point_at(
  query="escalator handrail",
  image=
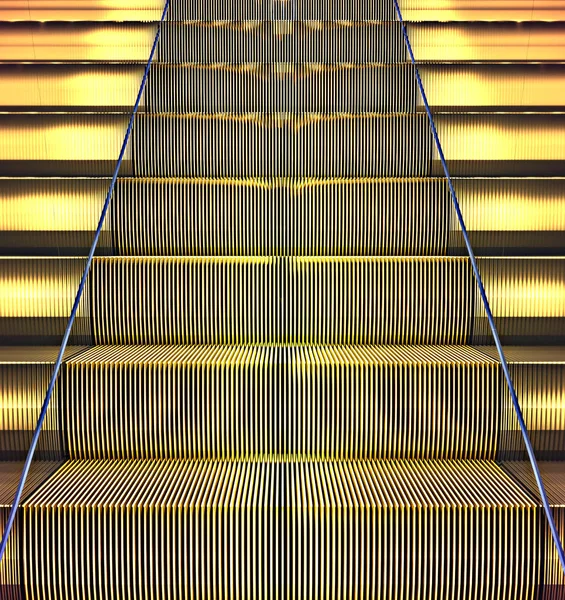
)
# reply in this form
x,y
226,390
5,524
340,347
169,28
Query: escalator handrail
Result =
x,y
81,287
484,298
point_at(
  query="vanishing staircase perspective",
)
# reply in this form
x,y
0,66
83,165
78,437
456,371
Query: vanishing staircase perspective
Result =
x,y
281,381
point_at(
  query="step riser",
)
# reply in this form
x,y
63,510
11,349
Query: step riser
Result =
x,y
255,10
271,42
278,528
230,218
225,404
268,299
278,300
239,553
281,88
260,145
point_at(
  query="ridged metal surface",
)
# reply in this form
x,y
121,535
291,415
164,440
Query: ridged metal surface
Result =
x,y
553,474
52,216
24,374
76,42
511,216
230,300
258,10
281,87
234,401
285,145
282,41
36,296
244,217
11,565
262,234
483,41
485,86
527,298
62,144
73,87
272,527
538,374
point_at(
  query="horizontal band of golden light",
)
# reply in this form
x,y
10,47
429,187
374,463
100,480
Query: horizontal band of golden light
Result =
x,y
541,416
482,10
509,211
63,137
501,42
506,137
103,87
492,86
38,287
103,42
36,209
82,10
523,294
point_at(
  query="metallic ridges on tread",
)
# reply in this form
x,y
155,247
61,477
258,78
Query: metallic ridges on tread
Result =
x,y
271,216
233,401
282,42
237,300
399,529
280,87
265,145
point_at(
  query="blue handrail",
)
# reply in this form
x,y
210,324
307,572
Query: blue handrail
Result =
x,y
57,367
514,396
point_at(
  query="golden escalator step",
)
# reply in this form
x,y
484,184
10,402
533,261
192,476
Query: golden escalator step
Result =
x,y
274,526
232,401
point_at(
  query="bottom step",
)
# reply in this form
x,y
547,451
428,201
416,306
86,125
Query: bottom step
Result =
x,y
287,527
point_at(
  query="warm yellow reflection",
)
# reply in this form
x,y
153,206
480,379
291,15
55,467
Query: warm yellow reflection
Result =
x,y
453,42
51,205
82,10
75,88
512,205
507,137
525,287
63,138
110,42
483,10
492,86
38,287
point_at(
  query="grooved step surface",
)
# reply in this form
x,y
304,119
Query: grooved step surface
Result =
x,y
228,401
310,217
246,300
274,526
281,87
281,145
282,41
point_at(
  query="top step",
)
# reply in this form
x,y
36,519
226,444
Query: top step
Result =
x,y
184,10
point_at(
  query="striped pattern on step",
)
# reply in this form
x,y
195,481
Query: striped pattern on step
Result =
x,y
511,216
280,87
52,216
308,145
553,475
11,567
281,42
309,217
36,297
24,374
527,298
281,527
258,10
538,373
234,401
233,300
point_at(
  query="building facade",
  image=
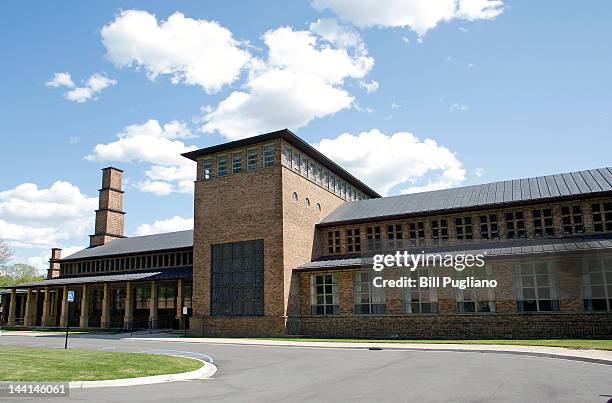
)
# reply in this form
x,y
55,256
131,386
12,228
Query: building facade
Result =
x,y
284,240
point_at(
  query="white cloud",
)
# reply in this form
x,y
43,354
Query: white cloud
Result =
x,y
173,224
191,51
418,15
159,145
301,80
60,80
458,107
33,217
91,87
401,159
370,87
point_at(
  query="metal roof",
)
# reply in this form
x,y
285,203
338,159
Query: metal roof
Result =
x,y
292,139
491,249
570,184
166,274
147,243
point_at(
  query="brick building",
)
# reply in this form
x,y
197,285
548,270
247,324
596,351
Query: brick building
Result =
x,y
283,243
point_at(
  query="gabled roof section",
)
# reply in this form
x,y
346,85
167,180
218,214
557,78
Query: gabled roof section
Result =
x,y
566,185
138,244
295,141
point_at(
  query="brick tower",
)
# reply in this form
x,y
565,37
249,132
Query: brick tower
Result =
x,y
110,214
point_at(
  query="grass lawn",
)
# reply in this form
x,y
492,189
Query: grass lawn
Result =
x,y
45,364
567,343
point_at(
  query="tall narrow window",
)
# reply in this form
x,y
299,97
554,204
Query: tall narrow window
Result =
x,y
369,300
324,299
602,216
420,299
439,230
353,240
253,159
536,287
395,236
597,284
571,218
333,241
472,300
237,163
543,222
222,165
207,169
463,228
488,227
416,232
268,155
515,225
373,238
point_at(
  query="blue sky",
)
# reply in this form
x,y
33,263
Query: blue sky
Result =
x,y
501,90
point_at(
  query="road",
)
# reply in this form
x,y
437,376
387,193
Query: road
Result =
x,y
290,374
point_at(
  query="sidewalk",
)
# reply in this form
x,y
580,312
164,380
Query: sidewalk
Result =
x,y
592,356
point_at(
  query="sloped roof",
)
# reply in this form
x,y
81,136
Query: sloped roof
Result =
x,y
491,249
570,184
147,243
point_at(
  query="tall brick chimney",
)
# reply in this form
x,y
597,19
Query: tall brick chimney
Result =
x,y
110,214
53,270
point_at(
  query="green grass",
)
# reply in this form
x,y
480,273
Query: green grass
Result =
x,y
45,364
567,343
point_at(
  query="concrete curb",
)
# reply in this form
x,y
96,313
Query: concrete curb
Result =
x,y
207,371
588,356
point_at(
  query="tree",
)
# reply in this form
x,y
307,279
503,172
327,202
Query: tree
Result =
x,y
18,274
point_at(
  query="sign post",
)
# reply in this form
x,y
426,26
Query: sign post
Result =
x,y
70,299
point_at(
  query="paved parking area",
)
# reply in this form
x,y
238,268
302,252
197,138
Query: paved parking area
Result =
x,y
281,373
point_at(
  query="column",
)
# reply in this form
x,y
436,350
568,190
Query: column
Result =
x,y
65,308
153,305
45,313
105,320
84,322
27,318
12,307
128,317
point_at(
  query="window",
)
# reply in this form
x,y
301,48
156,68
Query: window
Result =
x,y
353,240
416,233
288,158
222,165
419,299
571,218
439,230
597,284
472,300
369,300
373,238
333,241
488,227
536,288
515,225
207,169
237,163
395,236
237,279
296,161
543,223
324,294
463,228
269,155
602,217
253,159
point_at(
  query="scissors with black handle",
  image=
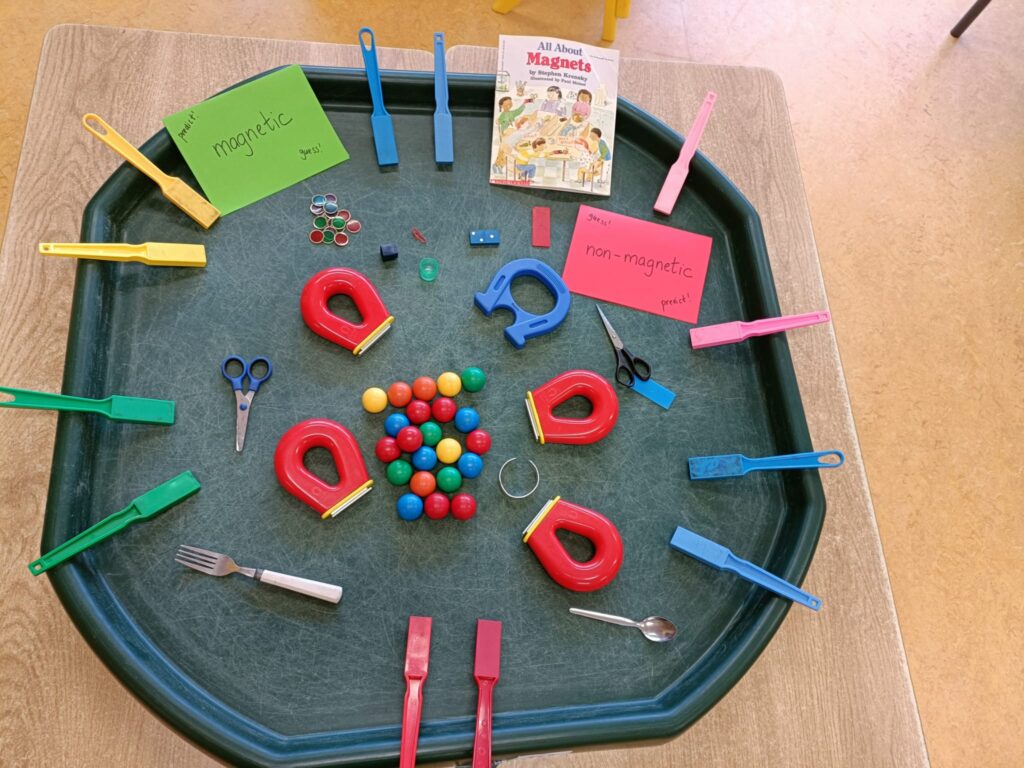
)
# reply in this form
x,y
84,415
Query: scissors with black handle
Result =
x,y
243,402
629,368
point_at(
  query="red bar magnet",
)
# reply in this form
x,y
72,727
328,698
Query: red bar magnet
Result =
x,y
328,500
357,337
542,226
550,428
561,566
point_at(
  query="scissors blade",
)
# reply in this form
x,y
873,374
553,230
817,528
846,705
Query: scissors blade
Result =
x,y
243,404
615,341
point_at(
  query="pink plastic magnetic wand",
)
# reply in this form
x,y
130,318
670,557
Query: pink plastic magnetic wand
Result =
x,y
677,174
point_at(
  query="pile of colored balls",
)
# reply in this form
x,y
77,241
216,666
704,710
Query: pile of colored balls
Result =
x,y
331,223
436,465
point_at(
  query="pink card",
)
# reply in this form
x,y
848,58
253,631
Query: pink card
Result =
x,y
638,263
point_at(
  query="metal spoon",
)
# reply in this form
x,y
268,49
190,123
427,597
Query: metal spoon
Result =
x,y
655,629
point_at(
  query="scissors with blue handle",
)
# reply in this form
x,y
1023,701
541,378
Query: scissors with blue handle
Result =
x,y
243,402
629,368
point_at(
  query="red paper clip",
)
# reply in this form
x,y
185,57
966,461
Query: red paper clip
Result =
x,y
290,466
550,428
357,337
561,566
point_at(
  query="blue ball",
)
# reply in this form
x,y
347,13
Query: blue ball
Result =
x,y
470,465
410,507
466,420
394,423
425,459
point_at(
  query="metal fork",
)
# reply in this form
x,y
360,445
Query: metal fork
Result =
x,y
214,563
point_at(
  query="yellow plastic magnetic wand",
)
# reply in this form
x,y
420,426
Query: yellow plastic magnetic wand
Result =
x,y
154,254
173,188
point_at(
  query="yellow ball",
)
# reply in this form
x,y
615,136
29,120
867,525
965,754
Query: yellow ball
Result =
x,y
375,399
449,451
449,384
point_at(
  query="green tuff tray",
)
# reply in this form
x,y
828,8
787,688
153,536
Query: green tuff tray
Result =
x,y
264,677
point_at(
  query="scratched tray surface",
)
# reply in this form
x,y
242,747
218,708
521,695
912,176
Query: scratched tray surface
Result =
x,y
259,675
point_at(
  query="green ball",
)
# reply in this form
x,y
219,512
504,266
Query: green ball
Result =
x,y
473,379
399,472
449,479
431,431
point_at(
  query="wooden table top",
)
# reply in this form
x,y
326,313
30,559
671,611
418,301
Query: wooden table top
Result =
x,y
832,688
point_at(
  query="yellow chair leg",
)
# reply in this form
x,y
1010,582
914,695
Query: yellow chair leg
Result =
x,y
608,32
504,6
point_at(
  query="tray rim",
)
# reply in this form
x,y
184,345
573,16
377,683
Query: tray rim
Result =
x,y
173,696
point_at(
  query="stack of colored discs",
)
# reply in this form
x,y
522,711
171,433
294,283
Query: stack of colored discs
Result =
x,y
331,223
418,454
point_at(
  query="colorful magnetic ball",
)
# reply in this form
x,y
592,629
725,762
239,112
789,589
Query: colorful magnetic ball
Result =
x,y
398,472
394,423
436,506
470,465
425,458
443,410
449,384
387,450
473,379
463,506
399,393
374,399
418,411
410,507
425,388
466,420
422,483
449,479
431,433
409,439
478,441
449,451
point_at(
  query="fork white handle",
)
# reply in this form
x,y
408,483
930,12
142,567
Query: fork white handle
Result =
x,y
329,592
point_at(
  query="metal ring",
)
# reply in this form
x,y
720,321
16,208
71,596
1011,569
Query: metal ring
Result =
x,y
505,491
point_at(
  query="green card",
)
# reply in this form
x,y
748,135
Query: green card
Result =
x,y
256,139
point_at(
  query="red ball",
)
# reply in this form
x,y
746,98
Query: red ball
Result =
x,y
409,438
443,410
418,411
463,506
425,388
436,506
478,441
387,450
423,483
399,393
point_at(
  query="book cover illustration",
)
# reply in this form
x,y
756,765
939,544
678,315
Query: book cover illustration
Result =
x,y
554,115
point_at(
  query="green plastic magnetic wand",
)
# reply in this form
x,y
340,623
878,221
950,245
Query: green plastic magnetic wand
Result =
x,y
148,505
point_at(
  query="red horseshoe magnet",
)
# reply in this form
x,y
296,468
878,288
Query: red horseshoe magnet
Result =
x,y
550,428
565,569
356,337
328,500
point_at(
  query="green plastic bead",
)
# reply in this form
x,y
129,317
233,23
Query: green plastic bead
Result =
x,y
473,379
431,431
399,472
449,479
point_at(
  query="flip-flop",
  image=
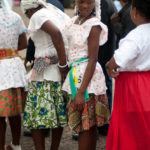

## TASK DIRECTIONS
Give back exactly the lines above, from the line containing "Query: metal fork" through the line containing "Query: tray rim", with both end lines and nothing more.

## EXPECTED ANSWER
Query: metal fork
Result =
x,y
214,563
point_at(
  query="yellow plastic magnetic wand",
)
# reply in this form
x,y
420,426
Query: yellow plastic magnetic wand
Result =
x,y
154,254
173,188
point_at(
  query="yellow ball",
)
# reply in this form
x,y
615,136
29,120
867,525
965,754
Query: yellow ball
Result =
x,y
375,399
449,451
449,384
point_at(
  query="green tuff tray",
)
# reply in this form
x,y
828,8
787,688
153,536
Query: green tuff tray
Result =
x,y
264,677
point_at(
  query="scratched tray surface",
)
# reply in this form
x,y
242,747
218,708
521,695
912,176
Query: scratched tray surface
Result =
x,y
259,675
point_at(
  query="green ball",
)
# reply in this form
x,y
219,512
504,266
Query: green ball
Result =
x,y
473,379
399,472
449,479
431,431
point_at(
  query="wooden table top",
)
# reply in this form
x,y
326,313
30,559
671,611
418,301
Query: wooden table top
Result =
x,y
832,688
point_at(
  query="yellow chair leg",
)
# reply in this form
x,y
1010,582
914,695
Query: yellow chair leg
Result =
x,y
608,32
504,6
point_at(
  query="tray rim",
)
# reply in this form
x,y
184,345
573,16
377,683
Query: tray rim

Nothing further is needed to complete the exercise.